**** Supplied information

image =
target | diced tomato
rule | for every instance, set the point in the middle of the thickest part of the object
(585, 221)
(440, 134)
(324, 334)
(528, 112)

********
**** Supplied information

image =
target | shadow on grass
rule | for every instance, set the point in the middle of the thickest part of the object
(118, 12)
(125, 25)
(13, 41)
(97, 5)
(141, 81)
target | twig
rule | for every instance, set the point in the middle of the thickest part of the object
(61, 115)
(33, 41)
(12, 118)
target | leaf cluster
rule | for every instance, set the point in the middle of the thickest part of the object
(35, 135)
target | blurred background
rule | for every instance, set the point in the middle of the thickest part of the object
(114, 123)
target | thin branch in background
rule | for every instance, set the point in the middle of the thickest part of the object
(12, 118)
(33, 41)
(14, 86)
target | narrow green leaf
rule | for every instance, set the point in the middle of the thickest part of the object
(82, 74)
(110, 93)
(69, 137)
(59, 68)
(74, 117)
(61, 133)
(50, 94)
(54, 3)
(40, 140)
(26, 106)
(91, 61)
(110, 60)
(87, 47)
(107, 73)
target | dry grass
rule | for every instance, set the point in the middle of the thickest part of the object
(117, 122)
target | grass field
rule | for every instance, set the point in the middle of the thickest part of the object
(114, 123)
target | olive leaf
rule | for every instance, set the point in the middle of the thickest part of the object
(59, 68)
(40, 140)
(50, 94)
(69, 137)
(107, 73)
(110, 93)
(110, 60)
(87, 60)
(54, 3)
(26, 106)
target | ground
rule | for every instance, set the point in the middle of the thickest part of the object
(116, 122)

********

- Instructions to follow
Every line above from the line with "target | leaf cluster" to the line with "target | thin branch in background", inclusive, must be returned exactly; no other line belongs in the reply.

- Result
target | leaf cluster
rule | for every instance, set the point in the middle of the thickest part of the object
(35, 135)
target | blurred background
rule | for every instance, set the point in the middle of the thickest part of the object
(114, 123)
target | thin branch in background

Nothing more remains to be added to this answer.